Render every item below as a Markdown table with two columns, Row and Line. Give each line its own numbered row and leave out blank lines.
┌─ DATA ENTRIES
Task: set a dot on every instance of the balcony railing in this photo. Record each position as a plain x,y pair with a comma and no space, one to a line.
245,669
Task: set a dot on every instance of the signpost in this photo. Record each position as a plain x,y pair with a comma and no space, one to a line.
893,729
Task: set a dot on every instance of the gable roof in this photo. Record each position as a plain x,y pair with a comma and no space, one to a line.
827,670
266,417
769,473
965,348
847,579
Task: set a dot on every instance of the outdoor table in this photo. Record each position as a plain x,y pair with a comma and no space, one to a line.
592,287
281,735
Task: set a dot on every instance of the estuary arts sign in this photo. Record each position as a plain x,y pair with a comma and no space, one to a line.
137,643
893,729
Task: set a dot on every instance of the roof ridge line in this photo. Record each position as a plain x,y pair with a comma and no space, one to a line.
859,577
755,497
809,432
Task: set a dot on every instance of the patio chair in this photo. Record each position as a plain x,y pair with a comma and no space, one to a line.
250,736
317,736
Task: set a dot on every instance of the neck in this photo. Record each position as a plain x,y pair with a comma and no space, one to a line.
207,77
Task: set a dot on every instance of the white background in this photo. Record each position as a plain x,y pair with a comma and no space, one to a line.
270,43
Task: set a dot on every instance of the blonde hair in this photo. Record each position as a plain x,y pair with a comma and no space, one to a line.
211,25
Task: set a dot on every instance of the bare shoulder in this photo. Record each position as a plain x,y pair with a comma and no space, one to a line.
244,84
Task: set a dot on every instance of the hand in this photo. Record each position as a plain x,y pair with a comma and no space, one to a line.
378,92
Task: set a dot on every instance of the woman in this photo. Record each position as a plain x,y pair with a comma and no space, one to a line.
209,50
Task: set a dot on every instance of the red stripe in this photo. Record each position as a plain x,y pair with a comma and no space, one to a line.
└─
▶ **WRITTEN RESPONSE**:
| Row | Line |
|---|---|
| 1 | Task: set a dot on every instance of the balcony railing in this photo. Record each position as a plain x,y pair with a comma and no space, one to a line. |
| 2 | 245,669 |
| 3 | Task: set a dot on every instance of the signpost in this photo. Record each position as a plain x,y pair with a comma and no space, one to a line. |
| 4 | 893,729 |
| 5 | Task: set a dot on every instance of the gable roof in this photo. Record each position as a plain x,y pair with a comma and no space, one to a line. |
| 6 | 827,670 |
| 7 | 266,417 |
| 8 | 769,473 |
| 9 | 965,348 |
| 10 | 847,579 |
| 11 | Task: set a dot on every instance of the outdoor table in this photo. Record each position as a plain x,y pair with a comma and no space, one to a line. |
| 12 | 592,287 |
| 13 | 281,735 |
| 14 | Task: set a dot on every instance of the estuary arts sign in this photo. Record each position as a plain x,y pair with a comma and no space, one to a line. |
| 15 | 137,643 |
| 16 | 893,729 |
| 17 | Task: set a dot on every instance of the roof ridge line in this photo. Record each position as a plain x,y pair with a comma and no space, one to a line. |
| 18 | 859,577 |
| 19 | 755,497 |
| 20 | 809,432 |
| 21 | Task: set a dot on every instance of the patio chair in this photo. Record each position as a plain x,y pair with a comma and no space, one to a line. |
| 22 | 250,736 |
| 23 | 317,736 |
| 24 | Task: set a dot on every instance of the neck in this photo. Record each position as a plain x,y pair with a comma and no space, one to a line. |
| 25 | 207,77 |
| 26 | Task: set a dot on every instance of the white background in this photo. Record each position as a plain x,y pair with a comma and no space, one to a line. |
| 27 | 270,43 |
| 28 | Task: set a dot on every instance of the blonde hair in this photo. Record each position as a plain x,y pair with a comma and no space, one to a line. |
| 29 | 211,25 |
| 30 | Task: set a dot on every instance of the bare shoulder in this photo. Record each position as a plain x,y pair with a comma and no space, one to a line. |
| 31 | 244,84 |
| 32 | Task: set a dot on every instance of the hand in this photo. Record each position as a plain x,y pair with a comma and no space, one to a line. |
| 33 | 378,92 |
| 34 | Task: set a dot on every instance of the woman in this photo. Record each position as a plain x,y pair with a comma and no space, one to a line. |
| 35 | 209,50 |
| 36 | Task: set a dot on every instance of the red stripe in this photo. Record each position as a plain x,y pair with a comma and no space, one to a line. |